Below are the records. Retype exactly the lines between the lines holding "Target: dark navy shorts" and "Target: man with beard", inclusive.
------ Recorded data
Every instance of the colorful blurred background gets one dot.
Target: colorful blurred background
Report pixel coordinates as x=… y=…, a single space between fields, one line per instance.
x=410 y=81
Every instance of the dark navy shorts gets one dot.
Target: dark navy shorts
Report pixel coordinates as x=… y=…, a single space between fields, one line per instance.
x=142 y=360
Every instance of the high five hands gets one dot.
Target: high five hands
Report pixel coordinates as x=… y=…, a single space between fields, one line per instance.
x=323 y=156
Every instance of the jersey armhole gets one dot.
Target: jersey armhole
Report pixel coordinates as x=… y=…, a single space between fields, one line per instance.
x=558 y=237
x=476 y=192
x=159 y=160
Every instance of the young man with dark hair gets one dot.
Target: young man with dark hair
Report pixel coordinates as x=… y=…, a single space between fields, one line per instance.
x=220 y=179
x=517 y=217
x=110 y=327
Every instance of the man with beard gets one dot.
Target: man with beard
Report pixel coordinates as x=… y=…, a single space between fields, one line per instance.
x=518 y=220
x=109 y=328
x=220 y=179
------------
_Solution:_
Target: dark navy shorts
Report pixel coordinates as x=… y=…, a single space between fields, one line per instance.
x=142 y=360
Every instance of the high five hands gets one dot.
Target: high five hands
Report pixel coordinates as x=… y=…, a single space between fields, one line per instance.
x=323 y=156
Every instance of the jersey armhole gets one dot.
Target: jersey armhole
Report pixel coordinates as x=… y=…, a single space between fields, one line per instance.
x=558 y=237
x=476 y=192
x=159 y=160
Every instance of the young man with dark hair gets one dot.
Target: young man with dark hair
Report pixel coordinates as x=… y=…, a single space between fields, one line per instance.
x=220 y=179
x=517 y=217
x=110 y=327
Every instance of the man with beard gets one dot.
Target: man with beard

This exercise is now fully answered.